- Stated task: Return every line of the data below without changing a single character.

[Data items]
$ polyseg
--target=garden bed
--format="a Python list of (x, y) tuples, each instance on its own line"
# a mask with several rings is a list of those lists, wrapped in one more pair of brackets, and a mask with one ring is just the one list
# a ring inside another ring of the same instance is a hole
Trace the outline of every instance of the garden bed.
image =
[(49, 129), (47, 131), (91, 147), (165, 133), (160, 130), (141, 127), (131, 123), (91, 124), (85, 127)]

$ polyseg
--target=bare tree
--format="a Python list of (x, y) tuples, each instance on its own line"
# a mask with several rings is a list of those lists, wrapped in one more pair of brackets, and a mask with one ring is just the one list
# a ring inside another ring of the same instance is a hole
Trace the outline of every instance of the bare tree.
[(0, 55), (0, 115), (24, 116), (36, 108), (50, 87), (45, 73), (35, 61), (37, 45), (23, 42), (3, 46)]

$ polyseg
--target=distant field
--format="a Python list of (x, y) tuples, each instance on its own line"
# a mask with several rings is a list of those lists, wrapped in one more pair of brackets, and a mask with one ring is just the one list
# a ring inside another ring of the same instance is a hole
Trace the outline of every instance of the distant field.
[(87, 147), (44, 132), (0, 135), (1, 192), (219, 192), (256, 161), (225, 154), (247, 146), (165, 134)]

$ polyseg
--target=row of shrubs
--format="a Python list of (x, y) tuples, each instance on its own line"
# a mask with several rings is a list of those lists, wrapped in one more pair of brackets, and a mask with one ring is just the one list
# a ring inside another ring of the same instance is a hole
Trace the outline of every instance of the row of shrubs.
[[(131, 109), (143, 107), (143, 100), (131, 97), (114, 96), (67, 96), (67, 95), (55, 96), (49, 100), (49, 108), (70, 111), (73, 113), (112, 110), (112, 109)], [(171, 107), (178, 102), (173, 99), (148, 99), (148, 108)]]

- Solution:
$ polyseg
--target=garden bed
--format="a Python list of (x, y) tuples, each instance on its own line"
# a mask with several rings is a list of those lists, wrapped in one more pair of brackets, and a mask with one ring is just the one list
# a ring inside another ring of the same instance is a hole
Trace the outline of every instance of the garden bed.
image =
[(49, 129), (47, 131), (91, 147), (165, 133), (160, 130), (141, 127), (131, 123), (91, 124), (85, 127)]

$ polyseg
--target=bare tree
--format="a Python list of (x, y) tuples, each instance on its own line"
# a mask with several rings is a list of those lists, wrapped in one more pair of brackets, and a mask with one ring is just the one list
# a ring inside another ring of the same instance is a hole
Trace the outline of every instance of the bare tree.
[(0, 55), (0, 115), (24, 116), (36, 108), (50, 87), (45, 73), (35, 61), (37, 45), (23, 42), (3, 46)]

$ polyseg
--target=distant field
--format="a Python list of (x, y) tuples, each instance on its own line"
# a mask with several rings is a list of those lists, wrapped in one more pair of brackets, and a mask with one ring is just the one list
# a ring inside another ring of the same instance is a hole
Trace the outline of every instance of the distant field.
[(87, 147), (44, 132), (0, 135), (1, 192), (219, 192), (256, 161), (225, 154), (247, 146), (165, 134)]

$ polyseg
--target=row of shrubs
--format="a Python list of (x, y) tuples, each instance on its own line"
# a mask with several rings is a list of those lists, wrapped in one more pair of brackets, and a mask with one ring is just the one list
# a ring inside another ring of the same instance is a hole
Trace the outline of every instance of the row of shrubs.
[[(131, 109), (143, 107), (143, 100), (131, 97), (114, 96), (67, 96), (67, 95), (55, 96), (49, 100), (49, 108), (70, 111), (73, 113), (112, 110), (112, 109)], [(171, 107), (178, 102), (173, 99), (148, 99), (148, 108)]]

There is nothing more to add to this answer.